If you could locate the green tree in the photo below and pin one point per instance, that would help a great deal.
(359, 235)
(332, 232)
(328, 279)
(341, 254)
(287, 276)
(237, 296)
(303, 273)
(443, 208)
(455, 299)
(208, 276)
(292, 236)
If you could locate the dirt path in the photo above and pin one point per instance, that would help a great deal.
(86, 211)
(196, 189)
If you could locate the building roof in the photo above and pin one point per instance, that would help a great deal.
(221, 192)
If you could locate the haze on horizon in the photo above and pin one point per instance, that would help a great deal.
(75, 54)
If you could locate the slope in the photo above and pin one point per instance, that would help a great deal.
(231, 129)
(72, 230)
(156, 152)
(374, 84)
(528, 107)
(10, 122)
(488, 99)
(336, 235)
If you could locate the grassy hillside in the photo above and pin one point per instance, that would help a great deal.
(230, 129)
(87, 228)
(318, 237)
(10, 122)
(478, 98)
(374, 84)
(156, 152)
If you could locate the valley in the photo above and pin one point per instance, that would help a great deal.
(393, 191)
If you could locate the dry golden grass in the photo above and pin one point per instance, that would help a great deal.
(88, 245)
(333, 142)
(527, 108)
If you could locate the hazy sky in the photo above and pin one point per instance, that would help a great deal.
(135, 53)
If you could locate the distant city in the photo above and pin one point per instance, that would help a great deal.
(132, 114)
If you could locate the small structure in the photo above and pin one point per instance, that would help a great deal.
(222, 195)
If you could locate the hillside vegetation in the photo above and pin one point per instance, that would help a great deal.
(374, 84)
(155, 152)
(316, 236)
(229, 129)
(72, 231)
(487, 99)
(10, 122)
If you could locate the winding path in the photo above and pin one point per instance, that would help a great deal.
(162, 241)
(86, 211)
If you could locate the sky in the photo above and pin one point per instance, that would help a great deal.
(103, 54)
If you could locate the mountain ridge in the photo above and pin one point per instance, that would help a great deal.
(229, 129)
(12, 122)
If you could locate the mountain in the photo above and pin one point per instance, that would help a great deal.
************
Repeat the listing above in full, word for word.

If you could locate the green tree in the photo below and pin one point per instance, that would help a great deal.
(359, 235)
(332, 232)
(328, 279)
(341, 254)
(287, 276)
(237, 296)
(303, 273)
(443, 208)
(455, 299)
(208, 276)
(292, 236)
If you could locate the dirt path in the photo above and pin one point per instance, that would help a great deal.
(86, 211)
(196, 189)
If you could locate the building roof in the photo above and pin one point per instance, that would help a great deal.
(221, 192)
If you could locate the haze on horizon in the photo above and pin one point per instance, that would help a great deal.
(75, 54)
If you could locate the slope in the photo above and pin one point per instance, that would help a great deal.
(231, 129)
(72, 230)
(156, 152)
(374, 84)
(528, 107)
(10, 122)
(488, 99)
(336, 235)
If you could locate the grassy hillside in the photo above and pin one point per instance, that would help a great deal.
(230, 129)
(87, 228)
(318, 237)
(10, 122)
(478, 98)
(374, 84)
(156, 152)
If you could locate the valley in the photo above and pin one point per instance, that would help a great deal.
(393, 191)
If you could locate the dry golden grass in the photo above and pin one point per instance, that would help a great deal.
(88, 245)
(333, 142)
(527, 108)
If you could locate the hazy sky in the photo above and pin one point per instance, that would help a great deal.
(135, 53)
If you could locate the distant city in the photo above and pin one point per instance, that would help a great deal.
(132, 114)
If you could locate the small structure in the photo above and pin one point per instance, that would help a great deal.
(222, 195)
If you could locate the hillside vegetation in the photo above and pin one point per instance, that would help a great deal.
(374, 84)
(155, 152)
(316, 236)
(229, 129)
(72, 231)
(487, 99)
(10, 122)
If you could locate the winding path in the photo above and pin one point per instance, that would help a great deal.
(162, 241)
(86, 211)
If you could locate the sky in the photo above and pin one point per instance, that would help a great deal.
(103, 54)
If you could locate the mountain ridge in the photo above and pin one point per instance, that would help a great deal.
(229, 129)
(12, 122)
If you could locate the mountain in the photo above and pin one point per instance, that would help a great deal.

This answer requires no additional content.